- [Problem requirements] Turn the rows, from the very first line through the line with "[(410, 120)]", into a Markdown table with the columns Line No. and Text, one line per table row. Skip blank lines and leave the pictures out.
================================
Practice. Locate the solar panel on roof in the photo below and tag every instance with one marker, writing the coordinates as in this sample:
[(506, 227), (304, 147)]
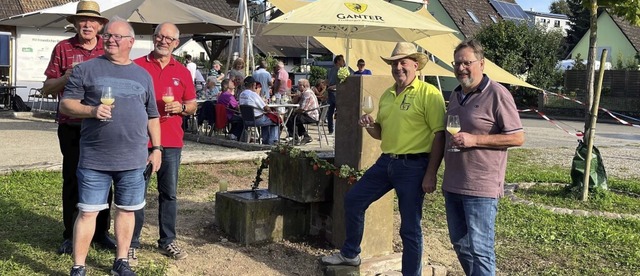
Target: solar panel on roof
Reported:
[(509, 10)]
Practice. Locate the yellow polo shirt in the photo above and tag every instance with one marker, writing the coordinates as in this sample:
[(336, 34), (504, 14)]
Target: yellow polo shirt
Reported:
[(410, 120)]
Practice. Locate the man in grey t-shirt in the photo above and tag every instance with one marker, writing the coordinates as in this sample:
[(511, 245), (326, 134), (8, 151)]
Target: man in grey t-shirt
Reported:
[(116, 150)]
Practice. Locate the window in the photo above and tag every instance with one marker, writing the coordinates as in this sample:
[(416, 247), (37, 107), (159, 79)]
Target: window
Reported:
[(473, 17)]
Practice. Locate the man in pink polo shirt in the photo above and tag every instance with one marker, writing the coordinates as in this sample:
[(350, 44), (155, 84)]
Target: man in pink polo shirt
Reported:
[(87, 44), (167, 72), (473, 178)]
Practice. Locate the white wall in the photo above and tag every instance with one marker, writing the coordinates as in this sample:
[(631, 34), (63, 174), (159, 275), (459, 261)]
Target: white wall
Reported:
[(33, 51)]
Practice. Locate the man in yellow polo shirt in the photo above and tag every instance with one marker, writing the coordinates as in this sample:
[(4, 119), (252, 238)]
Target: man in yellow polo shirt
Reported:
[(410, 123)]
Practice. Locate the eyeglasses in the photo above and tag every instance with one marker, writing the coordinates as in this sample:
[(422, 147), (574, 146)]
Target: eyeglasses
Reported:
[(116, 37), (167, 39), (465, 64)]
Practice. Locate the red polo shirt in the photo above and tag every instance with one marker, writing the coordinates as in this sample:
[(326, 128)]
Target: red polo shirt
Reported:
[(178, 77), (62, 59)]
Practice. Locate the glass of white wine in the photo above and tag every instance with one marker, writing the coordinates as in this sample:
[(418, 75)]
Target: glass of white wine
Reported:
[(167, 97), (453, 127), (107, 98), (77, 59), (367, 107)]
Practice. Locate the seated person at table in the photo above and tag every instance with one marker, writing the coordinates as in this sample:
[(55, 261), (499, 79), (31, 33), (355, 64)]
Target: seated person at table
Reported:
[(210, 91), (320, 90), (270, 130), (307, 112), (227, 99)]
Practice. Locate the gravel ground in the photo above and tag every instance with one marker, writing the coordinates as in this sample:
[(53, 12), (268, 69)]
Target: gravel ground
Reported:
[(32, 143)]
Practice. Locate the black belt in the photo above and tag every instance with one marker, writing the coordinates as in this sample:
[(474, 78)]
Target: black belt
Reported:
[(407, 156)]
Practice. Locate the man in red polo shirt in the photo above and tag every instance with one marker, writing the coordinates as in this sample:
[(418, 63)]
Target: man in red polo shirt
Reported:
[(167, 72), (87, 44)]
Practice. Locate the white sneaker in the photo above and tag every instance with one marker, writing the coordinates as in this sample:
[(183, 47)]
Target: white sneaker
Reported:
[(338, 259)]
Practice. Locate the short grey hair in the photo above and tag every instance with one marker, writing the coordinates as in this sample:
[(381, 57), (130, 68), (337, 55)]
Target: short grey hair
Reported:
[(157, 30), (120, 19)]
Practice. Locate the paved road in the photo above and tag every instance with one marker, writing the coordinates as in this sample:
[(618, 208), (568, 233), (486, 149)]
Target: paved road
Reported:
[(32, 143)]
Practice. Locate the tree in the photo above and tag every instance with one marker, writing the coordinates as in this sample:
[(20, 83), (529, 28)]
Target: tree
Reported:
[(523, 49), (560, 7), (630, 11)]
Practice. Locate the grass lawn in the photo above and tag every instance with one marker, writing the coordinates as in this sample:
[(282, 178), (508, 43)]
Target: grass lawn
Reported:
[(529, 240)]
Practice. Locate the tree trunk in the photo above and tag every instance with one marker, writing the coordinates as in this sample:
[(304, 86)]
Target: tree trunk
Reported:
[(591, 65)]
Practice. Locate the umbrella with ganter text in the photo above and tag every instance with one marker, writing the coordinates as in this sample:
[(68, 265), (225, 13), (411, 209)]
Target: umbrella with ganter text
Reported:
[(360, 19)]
================================
- [The response]
| Line No. | Text |
|---|---|
| 1 | Practice. Locate the solar panel on roof in the photo below and tag every instance with one marker, writing the coordinates as in this sample: |
| 2 | [(506, 227), (304, 147)] |
| 3 | Target: solar panel on roof |
| 4 | Reported: |
| 5 | [(509, 10)] |
| 6 | Practice. Locate the yellow polo shirt in the photo above and tag every instance with one marker, writing the coordinates as in this sample: |
| 7 | [(336, 34), (504, 14)] |
| 8 | Target: yellow polo shirt |
| 9 | Reported: |
| 10 | [(410, 120)] |